Which lines of the material below contain the word "road", counting only matches with the same case? Show each such line in full.

** BEGIN **

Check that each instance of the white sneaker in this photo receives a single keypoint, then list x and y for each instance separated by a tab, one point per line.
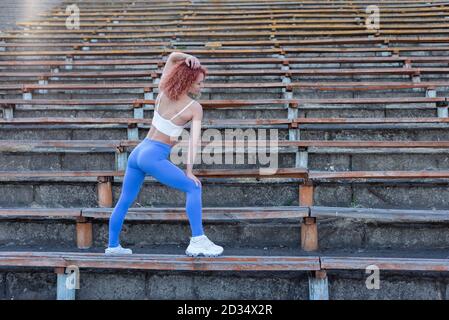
202	245
118	250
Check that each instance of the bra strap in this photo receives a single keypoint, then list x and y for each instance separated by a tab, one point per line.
188	105
159	100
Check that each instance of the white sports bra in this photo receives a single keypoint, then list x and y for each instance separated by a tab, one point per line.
165	125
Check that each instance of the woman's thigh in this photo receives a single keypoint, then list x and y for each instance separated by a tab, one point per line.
169	174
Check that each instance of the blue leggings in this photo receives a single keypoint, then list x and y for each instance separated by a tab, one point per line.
151	157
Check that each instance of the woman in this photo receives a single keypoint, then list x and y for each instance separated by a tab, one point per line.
182	76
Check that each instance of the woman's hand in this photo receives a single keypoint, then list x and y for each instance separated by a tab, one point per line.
193	62
192	176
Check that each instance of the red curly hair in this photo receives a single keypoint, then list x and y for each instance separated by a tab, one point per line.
179	79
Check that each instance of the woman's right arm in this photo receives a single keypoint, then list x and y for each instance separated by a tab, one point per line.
194	140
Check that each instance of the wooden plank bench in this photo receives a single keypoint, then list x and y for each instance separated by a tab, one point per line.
381	215
412	71
67	265
330	85
309	232
409	60
83	217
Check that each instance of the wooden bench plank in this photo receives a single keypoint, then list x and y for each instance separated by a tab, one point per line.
381	215
400	264
209	213
47	213
159	262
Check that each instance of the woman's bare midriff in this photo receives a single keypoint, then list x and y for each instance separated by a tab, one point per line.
155	134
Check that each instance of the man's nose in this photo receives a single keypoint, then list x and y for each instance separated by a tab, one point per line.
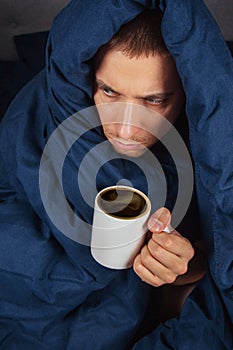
127	126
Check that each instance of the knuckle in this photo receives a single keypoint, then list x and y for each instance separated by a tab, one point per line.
182	269
170	277
168	243
154	249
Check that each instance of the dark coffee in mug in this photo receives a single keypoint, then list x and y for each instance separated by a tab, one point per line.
122	203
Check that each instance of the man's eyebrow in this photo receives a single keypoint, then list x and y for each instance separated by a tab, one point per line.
101	84
155	95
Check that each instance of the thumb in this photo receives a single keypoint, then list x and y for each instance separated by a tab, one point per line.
160	220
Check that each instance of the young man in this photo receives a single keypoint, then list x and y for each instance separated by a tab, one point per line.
134	67
53	293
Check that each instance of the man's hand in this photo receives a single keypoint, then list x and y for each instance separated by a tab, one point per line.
166	255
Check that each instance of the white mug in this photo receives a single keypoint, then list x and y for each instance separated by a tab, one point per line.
119	225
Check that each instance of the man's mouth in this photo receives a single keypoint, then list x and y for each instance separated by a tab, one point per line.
125	144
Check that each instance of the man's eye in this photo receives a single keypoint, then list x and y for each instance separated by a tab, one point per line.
155	101
109	92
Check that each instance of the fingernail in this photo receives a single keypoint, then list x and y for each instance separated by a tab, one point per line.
155	225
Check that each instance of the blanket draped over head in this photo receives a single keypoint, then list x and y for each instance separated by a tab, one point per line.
53	295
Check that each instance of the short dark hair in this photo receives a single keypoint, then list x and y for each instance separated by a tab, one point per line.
140	37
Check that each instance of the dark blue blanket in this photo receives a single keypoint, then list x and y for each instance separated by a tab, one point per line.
53	294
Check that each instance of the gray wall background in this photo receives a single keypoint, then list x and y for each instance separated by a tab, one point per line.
222	10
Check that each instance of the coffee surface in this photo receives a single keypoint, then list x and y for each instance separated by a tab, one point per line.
122	203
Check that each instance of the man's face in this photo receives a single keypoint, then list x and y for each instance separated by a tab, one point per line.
150	82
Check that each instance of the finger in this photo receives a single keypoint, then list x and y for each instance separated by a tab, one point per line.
145	274
174	243
159	220
162	273
176	264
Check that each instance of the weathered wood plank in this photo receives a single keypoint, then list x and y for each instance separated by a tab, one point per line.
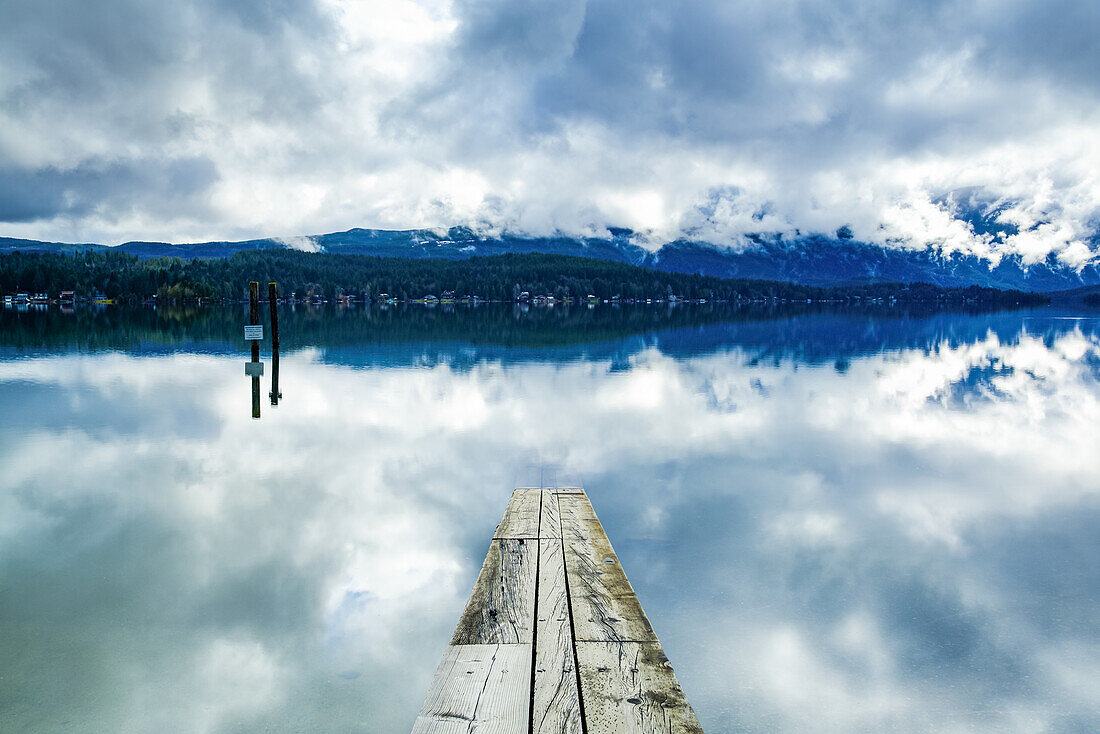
604	604
629	688
502	604
521	516
557	701
479	688
550	526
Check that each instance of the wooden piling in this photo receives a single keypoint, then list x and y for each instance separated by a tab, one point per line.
254	315
273	303
273	300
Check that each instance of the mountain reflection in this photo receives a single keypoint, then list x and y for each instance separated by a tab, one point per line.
836	521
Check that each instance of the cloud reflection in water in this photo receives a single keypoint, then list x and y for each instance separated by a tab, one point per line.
873	539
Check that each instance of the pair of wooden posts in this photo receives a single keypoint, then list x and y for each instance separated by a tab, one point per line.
254	321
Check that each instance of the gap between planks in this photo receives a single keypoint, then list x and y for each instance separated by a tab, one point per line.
585	660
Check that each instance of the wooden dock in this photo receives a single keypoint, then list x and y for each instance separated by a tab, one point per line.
553	638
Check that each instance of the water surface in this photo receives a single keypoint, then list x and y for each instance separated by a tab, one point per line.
837	521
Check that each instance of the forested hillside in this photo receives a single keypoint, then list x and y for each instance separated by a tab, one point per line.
498	277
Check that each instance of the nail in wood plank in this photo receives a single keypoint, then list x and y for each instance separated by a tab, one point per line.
502	604
479	688
557	704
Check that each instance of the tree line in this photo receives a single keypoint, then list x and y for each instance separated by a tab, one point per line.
495	277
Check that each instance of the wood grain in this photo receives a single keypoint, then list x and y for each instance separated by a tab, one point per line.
479	688
630	688
502	604
550	526
521	516
604	604
557	701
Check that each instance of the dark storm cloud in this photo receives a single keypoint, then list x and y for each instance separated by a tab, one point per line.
713	119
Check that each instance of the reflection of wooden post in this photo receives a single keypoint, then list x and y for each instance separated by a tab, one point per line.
273	297
253	320
255	397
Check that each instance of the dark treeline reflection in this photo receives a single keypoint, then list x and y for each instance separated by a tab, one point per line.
811	333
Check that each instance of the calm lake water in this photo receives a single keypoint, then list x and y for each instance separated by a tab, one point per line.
837	521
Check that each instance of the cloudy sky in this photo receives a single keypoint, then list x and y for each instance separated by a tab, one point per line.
197	119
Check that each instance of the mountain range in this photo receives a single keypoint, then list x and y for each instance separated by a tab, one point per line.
813	260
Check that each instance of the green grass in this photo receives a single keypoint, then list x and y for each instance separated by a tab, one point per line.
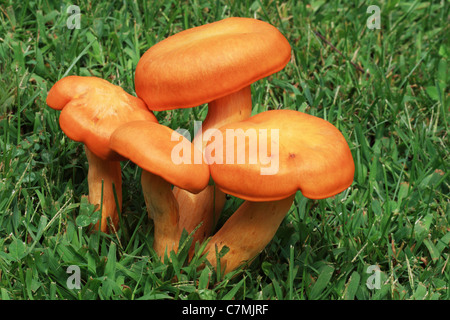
396	215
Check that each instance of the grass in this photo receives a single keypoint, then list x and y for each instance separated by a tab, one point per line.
394	115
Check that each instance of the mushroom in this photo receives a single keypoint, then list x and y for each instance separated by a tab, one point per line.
153	147
216	64
91	109
306	153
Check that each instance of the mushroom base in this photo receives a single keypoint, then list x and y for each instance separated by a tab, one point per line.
205	207
247	232
102	175
162	207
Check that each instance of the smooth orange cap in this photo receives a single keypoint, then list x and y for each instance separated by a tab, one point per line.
204	63
156	148
92	108
304	152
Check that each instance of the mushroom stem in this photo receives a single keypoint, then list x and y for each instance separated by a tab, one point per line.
162	207
102	175
247	232
206	206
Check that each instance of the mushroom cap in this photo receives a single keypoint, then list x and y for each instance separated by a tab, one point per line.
311	155
204	63
92	108
150	146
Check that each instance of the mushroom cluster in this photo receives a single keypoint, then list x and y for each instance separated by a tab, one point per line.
213	64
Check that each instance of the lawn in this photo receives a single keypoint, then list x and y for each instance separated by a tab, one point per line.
386	90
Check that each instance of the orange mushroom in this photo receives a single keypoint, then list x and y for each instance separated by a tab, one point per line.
285	151
153	147
91	109
216	64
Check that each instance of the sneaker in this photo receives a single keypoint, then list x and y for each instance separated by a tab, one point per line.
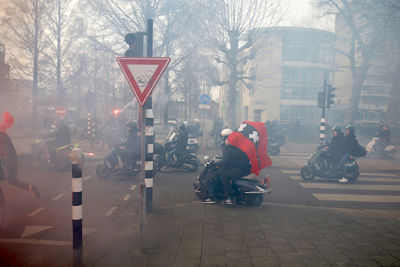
34	191
209	201
227	201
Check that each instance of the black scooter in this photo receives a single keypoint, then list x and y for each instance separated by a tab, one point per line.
125	168
187	160
245	191
317	166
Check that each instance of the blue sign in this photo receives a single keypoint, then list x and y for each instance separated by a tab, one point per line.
205	99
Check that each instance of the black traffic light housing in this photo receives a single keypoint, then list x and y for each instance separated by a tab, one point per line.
321	99
135	42
330	96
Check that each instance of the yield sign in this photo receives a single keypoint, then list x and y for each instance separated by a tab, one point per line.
143	74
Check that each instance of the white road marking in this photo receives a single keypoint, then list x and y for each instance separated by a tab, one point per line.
58	197
35	212
36	242
300	162
351	186
378	174
358	198
291	171
108	213
34	229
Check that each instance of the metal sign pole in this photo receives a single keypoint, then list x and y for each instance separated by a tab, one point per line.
142	208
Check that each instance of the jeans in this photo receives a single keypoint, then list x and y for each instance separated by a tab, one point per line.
343	160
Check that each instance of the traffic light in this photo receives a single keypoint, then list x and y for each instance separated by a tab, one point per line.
321	99
135	42
330	96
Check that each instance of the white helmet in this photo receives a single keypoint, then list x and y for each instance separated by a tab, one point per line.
225	133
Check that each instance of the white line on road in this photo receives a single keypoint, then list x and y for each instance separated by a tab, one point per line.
36	242
300	162
35	212
351	186
378	174
291	171
295	178
358	198
58	197
108	213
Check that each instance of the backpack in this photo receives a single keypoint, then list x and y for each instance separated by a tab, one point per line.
360	151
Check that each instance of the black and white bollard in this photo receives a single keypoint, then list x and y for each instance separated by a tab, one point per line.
76	159
322	131
149	165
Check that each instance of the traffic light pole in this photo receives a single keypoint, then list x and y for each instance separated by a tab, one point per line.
322	127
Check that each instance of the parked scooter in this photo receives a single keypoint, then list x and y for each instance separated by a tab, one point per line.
124	168
317	166
245	191
39	156
379	148
187	160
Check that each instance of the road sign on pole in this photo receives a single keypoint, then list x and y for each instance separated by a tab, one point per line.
143	74
61	111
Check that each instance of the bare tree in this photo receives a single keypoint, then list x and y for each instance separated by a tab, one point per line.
358	42
387	12
234	37
65	29
24	28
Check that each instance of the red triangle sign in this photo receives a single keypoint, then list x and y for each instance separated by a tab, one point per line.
143	74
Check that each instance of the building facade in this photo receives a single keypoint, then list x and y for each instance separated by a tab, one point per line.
290	68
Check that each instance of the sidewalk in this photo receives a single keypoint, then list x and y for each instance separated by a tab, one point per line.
184	232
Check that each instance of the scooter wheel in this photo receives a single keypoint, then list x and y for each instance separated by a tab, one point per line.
255	200
101	171
307	173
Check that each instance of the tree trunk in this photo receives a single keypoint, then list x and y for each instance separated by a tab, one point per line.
392	114
358	83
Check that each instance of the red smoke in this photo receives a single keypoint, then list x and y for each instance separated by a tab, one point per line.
8	121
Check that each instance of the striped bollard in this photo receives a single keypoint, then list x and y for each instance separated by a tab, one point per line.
149	165
89	124
322	129
76	159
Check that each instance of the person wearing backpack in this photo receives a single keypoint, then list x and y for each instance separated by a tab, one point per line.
349	148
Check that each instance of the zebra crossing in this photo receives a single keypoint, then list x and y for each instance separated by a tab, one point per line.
371	186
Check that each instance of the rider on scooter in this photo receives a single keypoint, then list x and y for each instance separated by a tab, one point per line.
128	150
60	137
334	147
234	164
350	145
180	145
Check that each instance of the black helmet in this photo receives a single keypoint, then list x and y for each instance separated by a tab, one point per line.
132	127
350	128
182	127
337	129
225	133
130	38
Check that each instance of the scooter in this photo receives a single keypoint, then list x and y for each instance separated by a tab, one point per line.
124	168
378	147
317	166
40	156
187	160
246	191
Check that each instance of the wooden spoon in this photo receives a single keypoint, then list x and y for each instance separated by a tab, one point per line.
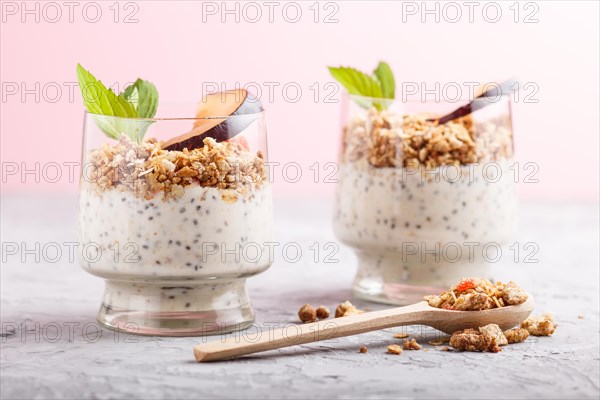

** END **

• FINAL ANSWER
Check that each instance of the white road marking in this photo receives a single keypoint, then list x and y for each instance separated by a tab, one point per line.
Check that each instance of the white line on road in this photo receives a single keypoint, then list x and y for each instance separated by a tab, one point per line.
Check that each instance of the road sign on pole in this photo receives a single keypoint, then list x and y for each instance separated by a tab, one point per line.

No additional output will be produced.